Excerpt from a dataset
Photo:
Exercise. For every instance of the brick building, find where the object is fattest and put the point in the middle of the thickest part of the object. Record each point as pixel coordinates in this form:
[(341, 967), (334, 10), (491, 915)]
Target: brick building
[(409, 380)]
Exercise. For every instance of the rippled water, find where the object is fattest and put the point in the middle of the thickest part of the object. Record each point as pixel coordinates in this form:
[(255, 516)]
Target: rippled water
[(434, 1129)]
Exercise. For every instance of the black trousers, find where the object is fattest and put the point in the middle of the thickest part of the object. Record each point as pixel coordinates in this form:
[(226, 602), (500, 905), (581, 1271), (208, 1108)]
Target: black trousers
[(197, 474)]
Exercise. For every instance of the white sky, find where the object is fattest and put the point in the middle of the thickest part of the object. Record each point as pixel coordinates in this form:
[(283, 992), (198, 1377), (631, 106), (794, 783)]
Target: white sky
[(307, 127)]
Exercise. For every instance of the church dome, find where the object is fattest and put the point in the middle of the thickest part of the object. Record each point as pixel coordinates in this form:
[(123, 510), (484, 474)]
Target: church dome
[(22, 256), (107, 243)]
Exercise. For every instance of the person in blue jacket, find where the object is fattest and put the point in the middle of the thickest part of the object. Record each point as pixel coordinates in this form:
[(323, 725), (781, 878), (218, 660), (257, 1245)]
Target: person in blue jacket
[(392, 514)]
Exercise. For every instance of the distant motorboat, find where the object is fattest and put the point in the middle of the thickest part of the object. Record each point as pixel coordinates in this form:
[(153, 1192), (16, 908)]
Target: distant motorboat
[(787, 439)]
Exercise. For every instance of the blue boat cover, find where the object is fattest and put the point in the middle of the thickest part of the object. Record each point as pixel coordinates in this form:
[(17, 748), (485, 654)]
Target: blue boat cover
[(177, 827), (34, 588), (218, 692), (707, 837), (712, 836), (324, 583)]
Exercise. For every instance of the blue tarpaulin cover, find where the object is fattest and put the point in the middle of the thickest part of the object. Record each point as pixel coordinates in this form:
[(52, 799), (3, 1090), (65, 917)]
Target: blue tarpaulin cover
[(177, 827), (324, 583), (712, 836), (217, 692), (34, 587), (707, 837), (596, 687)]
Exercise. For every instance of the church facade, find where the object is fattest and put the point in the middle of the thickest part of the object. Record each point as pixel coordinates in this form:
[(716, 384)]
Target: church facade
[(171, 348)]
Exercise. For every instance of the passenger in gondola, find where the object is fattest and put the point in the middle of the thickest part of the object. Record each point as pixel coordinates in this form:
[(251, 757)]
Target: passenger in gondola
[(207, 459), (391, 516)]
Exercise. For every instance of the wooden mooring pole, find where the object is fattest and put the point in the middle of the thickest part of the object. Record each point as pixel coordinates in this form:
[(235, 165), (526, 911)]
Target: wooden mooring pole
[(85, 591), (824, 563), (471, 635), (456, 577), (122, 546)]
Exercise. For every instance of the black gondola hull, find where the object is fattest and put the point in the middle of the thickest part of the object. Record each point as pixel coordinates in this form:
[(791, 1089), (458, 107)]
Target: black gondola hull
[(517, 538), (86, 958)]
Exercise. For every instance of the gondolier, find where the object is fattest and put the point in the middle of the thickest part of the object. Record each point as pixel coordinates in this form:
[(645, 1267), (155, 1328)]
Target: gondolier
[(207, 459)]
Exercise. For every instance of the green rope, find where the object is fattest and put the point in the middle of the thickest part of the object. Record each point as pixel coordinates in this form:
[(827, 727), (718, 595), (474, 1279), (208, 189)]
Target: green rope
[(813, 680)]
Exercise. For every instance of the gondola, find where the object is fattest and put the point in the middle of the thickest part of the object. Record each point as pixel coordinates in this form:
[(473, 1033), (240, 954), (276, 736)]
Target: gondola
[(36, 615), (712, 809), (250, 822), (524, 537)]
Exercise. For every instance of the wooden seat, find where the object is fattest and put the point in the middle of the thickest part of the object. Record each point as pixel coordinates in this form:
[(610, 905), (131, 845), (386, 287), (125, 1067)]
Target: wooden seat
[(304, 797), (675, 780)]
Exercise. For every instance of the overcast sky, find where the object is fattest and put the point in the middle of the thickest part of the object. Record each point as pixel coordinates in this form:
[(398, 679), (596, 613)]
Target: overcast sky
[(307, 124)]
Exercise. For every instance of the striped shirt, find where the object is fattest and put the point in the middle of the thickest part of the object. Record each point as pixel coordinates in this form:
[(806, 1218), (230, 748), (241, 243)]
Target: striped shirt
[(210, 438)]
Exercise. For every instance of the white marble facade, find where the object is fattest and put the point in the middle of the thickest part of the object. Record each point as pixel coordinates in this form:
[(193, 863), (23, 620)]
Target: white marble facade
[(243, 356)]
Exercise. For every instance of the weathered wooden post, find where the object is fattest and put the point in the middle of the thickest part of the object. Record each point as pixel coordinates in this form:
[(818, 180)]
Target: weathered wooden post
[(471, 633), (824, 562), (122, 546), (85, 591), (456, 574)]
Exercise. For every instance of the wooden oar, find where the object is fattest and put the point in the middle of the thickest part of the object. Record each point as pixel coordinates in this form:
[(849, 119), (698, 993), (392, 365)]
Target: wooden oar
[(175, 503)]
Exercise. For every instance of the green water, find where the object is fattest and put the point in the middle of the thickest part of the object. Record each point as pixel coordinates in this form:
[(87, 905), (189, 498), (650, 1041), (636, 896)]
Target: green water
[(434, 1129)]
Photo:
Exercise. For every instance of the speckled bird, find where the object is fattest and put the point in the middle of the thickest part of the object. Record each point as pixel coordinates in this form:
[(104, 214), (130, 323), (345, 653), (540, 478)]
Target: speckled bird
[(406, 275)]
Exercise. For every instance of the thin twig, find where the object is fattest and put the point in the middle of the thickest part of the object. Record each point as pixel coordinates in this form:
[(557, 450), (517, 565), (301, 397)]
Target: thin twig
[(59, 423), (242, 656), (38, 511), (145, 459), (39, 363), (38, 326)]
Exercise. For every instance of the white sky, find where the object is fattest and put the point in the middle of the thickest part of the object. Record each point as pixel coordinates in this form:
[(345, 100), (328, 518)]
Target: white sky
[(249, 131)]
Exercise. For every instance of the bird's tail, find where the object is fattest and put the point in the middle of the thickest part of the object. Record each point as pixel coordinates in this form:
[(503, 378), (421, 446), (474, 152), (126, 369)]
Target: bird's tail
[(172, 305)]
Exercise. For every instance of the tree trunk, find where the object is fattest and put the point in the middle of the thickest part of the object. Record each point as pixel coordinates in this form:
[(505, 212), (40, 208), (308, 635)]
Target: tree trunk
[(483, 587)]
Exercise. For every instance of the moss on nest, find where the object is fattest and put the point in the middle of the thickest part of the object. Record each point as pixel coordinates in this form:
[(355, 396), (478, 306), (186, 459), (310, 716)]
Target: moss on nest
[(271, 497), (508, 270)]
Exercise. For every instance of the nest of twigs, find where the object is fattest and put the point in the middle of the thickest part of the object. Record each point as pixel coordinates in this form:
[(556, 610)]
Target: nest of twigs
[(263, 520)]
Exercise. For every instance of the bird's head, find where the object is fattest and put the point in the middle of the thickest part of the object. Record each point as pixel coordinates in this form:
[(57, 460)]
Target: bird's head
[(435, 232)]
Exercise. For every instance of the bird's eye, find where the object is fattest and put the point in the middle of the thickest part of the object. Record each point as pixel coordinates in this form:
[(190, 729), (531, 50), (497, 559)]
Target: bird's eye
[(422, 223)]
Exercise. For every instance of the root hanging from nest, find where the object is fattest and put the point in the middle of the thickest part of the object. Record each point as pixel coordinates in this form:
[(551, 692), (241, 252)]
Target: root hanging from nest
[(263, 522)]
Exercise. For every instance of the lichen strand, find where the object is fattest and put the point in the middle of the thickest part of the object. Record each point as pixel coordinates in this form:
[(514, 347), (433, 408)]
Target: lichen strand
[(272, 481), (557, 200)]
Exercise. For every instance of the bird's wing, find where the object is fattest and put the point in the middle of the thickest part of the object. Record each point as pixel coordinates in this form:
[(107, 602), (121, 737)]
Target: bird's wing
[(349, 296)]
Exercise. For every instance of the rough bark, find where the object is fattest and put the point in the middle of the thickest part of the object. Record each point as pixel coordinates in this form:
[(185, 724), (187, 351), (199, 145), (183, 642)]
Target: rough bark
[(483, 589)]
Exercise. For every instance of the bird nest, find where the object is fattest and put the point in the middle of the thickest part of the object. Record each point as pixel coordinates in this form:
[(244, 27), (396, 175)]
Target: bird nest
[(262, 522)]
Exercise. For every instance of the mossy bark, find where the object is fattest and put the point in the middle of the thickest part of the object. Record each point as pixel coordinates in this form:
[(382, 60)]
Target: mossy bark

What to do: Reproduce the records above verbatim, from their beginning down to and including the line that contains "[(787, 439)]".

The reply:
Photo:
Exercise. For every instance of the brick building, find where the object is fattest and put the point in the middle of the thickest part of the object. Record each point as pixel coordinates in this form:
[(341, 967), (334, 10), (491, 915)]
Target: brick building
[(409, 380)]
Exercise. For every instance of the rippled water, find where the object is fattest and put the point in the middle of the thickest part of the object. Record each point as pixel coordinates in this form:
[(255, 516)]
Target: rippled water
[(434, 1129)]
Exercise. For every instance of the black trousers, find where the object is fattest and put the point in the middle of the thickest part of the object. Record each point as pixel coordinates in this form:
[(226, 602), (500, 905), (581, 1271), (208, 1108)]
Target: black trousers
[(197, 474)]
Exercise. For every instance of the white sky, find where the object is fattest and put the point in the middle of the thickest part of the object. Record each point as pixel coordinates in this form:
[(283, 992), (198, 1377), (631, 106), (794, 783)]
Target: white sky
[(307, 127)]
Exercise. For every instance of the church dome, find where the object is fattest and put the point in the middle of the thickest part of the object. Record each point as pixel coordinates in this form:
[(123, 510), (484, 474)]
Target: church dome
[(22, 256), (107, 243)]
Exercise. For every instance of the person in blue jacket, find where the object is fattest and put the point in the middle of the thickest part of the object. Record each point as pixel coordinates in this form:
[(323, 725), (781, 878), (218, 660), (257, 1245)]
Target: person in blue jacket
[(392, 514)]
Exercise. For every instance of the distant motorboat, find where the object is fattest and put the point in the middle of the thickest part of the object. Record each point as pixel coordinates in this form:
[(153, 1192), (16, 908)]
Target: distant motorboat
[(787, 439)]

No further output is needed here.